Wherever a picture appears, skip it and retype the rest of the data exactly.

Input ▸
■ ■ ■ ■
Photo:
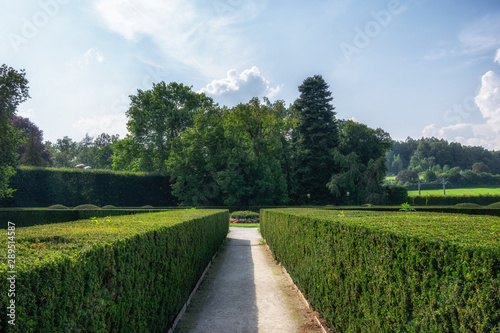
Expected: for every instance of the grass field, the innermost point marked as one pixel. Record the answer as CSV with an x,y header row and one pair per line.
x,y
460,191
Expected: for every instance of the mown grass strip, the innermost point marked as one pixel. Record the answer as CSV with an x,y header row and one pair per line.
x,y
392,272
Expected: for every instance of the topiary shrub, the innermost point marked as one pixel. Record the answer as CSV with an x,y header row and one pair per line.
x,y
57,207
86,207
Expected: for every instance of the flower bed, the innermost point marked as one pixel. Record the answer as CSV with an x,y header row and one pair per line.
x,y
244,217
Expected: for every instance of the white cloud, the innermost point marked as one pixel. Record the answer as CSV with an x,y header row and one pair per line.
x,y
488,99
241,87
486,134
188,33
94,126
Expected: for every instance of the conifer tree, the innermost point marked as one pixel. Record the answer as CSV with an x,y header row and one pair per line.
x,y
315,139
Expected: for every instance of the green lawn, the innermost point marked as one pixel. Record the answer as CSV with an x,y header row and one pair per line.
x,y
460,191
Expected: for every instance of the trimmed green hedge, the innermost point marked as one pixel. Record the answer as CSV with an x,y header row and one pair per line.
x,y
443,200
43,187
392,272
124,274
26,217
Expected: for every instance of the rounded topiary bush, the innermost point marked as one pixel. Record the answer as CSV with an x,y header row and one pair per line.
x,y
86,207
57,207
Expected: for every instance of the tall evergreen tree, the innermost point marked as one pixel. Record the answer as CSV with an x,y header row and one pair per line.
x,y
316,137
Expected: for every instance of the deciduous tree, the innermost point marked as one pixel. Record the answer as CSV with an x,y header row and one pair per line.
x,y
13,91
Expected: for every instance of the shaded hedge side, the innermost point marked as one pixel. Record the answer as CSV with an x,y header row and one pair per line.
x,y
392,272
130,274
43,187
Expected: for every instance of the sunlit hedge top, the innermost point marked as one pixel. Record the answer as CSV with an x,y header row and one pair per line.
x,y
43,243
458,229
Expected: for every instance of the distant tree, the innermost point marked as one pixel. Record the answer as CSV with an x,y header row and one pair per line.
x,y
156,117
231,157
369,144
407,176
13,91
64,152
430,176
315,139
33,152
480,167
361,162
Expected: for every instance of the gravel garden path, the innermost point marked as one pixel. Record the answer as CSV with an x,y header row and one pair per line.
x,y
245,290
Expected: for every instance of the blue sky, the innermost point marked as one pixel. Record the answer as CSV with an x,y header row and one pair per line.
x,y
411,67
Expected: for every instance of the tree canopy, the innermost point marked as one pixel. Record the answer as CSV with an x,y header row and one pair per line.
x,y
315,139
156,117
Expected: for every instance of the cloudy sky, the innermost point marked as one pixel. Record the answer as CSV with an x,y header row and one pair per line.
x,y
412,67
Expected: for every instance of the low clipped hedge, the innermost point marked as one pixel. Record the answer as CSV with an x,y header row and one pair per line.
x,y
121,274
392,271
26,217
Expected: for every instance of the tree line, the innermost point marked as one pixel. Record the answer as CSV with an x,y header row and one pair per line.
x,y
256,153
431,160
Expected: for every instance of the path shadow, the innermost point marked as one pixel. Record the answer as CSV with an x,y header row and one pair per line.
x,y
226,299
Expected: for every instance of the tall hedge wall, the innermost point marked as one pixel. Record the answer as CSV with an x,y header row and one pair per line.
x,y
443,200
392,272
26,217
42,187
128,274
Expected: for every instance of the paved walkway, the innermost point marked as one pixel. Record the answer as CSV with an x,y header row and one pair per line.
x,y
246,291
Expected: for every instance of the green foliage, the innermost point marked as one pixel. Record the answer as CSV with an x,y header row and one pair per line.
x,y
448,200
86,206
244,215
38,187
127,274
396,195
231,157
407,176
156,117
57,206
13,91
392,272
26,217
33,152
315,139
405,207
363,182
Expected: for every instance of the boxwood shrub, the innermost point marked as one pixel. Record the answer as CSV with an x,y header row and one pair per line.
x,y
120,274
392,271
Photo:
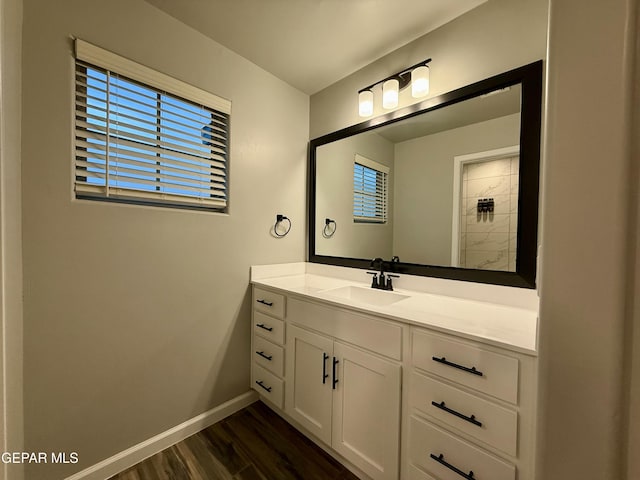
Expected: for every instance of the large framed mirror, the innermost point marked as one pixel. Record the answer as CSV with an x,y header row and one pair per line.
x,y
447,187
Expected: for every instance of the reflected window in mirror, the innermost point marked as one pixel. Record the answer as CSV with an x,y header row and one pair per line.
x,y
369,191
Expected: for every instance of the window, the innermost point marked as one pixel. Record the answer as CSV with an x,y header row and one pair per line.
■ ■ ■ ■
Answer to this exercise ▸
Photo:
Expected: for every instance of the grass field, the innermost point marked as one pixel. Record the answer as CSV with an x,y header row and one pair per line.
x,y
460,191
Expected: for every instance of the mown grass strip, the innermost point marked as one pixel. Record the answer as CSV with an x,y header row and one pair per line.
x,y
392,272
Expected: for every instance of the topiary shrub, the innermost point marked as one pixel. Record the answer as CSV with an x,y header row and one pair per line.
x,y
57,207
86,207
Expected: for every instance of the flower bed, the innermost point marked as one pixel. Record the answer as CSV with an x,y header row and one pair per line.
x,y
244,217
Expected: for every instance of the white cloud, the innermost point marked as one pixel. Record the answer as CSV with an x,y header row and one pair per line.
x,y
488,99
241,87
486,134
188,33
94,126
Expected: for every instance of the conifer tree, the innermost point marked as one pixel. Record the answer as CSV with an x,y header row and one pair per line.
x,y
315,139
Expected: for every instance of the green lawn, the innermost point marked as one pixel. Record the answer as CSV with an x,y header row and one pair per line.
x,y
460,191
Expected: for every instance of the trimmed green hedge, the innermost point marked as one pixel. Record the answer as CSV with an x,y header row and one pair per line.
x,y
443,200
43,187
392,272
124,274
26,217
Expected: for every instance of the rounded topiary bush, the innermost point marked as one pixel. Record the answer as CSV with an x,y header row and one pair per line.
x,y
86,207
57,207
Expected: for every instance of the tall evergreen tree, the innermost point marked as one pixel. Record the answer as CSV with an x,y header row and one pair per line.
x,y
316,137
Expected: for every instance of the deciduous tree, the innermost point marked as one pixel. Record the answer as CSV with an x,y header row and one pair per line.
x,y
13,91
Expected: for every instance of the shaded hedge side, the innermost point marked as one pixel. Record the answer as CSV with an x,y header row and one pair per line.
x,y
392,272
130,274
43,187
Expected: for every instance of the sunlit hedge top, the innermost point marked as one pixel. Record the answer as CSV with an x,y header row and one pair per line.
x,y
43,243
458,229
Expected: for every instance of the distant tree, the innermost point marked as one pixel. Record the answer as CSV with an x,y header row and one pair per line.
x,y
156,117
231,157
369,144
407,176
13,91
64,152
430,176
315,139
33,152
480,167
361,162
Expected: for every instance of the gravel garden path, the innermost point marked as one pixel. Record the answer as CSV with an x,y header row and one pair per line.
x,y
245,290
Expected: for every instance of the blue sky, the innermost point marked as one pixel. Record the answer as CSV with an x,y header row and one pair per line.
x,y
411,67
Expected: for every instance of the tree canopy, the innermost point marked as one pixel. Record the answer as CSV with an x,y header row and one pair per line.
x,y
315,139
156,117
Expected: for every instance of the cloudy sky, the innermost point marked as one pixel. Record the answer as CSV with an x,y header row and one pair per line.
x,y
412,67
Expected: for every instance of the low clipped hedge, the innermost point marked as one pixel. Record the answer as CSV with an x,y header row and one pair per line.
x,y
121,274
392,271
26,217
Expected: for every instance of the tree line, the innermost point marked as one pixel. Record the answer as CSV with an x,y header row and one pair per line.
x,y
256,153
431,160
Expected: for every instance of the path shadow, the innermost point marked as one pixel. Record the answer as CSV with an x,y header row and one pair per line.
x,y
226,299
Expected: for every instance of the tall hedge wall, the innermost point marked as one pixel. Record the answer as CSV with an x,y header row and one pair per line.
x,y
443,200
392,272
26,217
42,187
128,274
Expected: for every instance of the paved walkway, the innermost point marked as one pixel. Record the answer as CSV with an x,y header row and one pair per line.
x,y
246,291
Expected: for every instance of the green foliage, the innermost point marked as one pixel. Record the answer as CSV with an x,y header row and one pair per line.
x,y
448,200
86,206
244,215
38,187
127,274
396,195
231,157
407,176
156,117
57,206
13,91
392,272
26,217
33,152
315,139
405,207
363,182
Expected: for every instance of the boxwood shrub, the innermost point marked as one pixel. Record the answer as CSV with an x,y header row and one pair per line.
x,y
120,274
392,271
Photo:
Expected: for every instance of the large framed mirror, the innermost point marked as one pixel. Record the answer as CSV with an x,y header row and one pair per line.
x,y
447,187
Expected: for every instance of the reflected window in mirror, the innermost point marked as one pixel. Record the answer as CSV with an x,y header row and one pair per line.
x,y
369,191
Expected: for every instance of the window, the innermost point marked as one pixel. Record the answer as CSV with an x,y header row and one pair per line.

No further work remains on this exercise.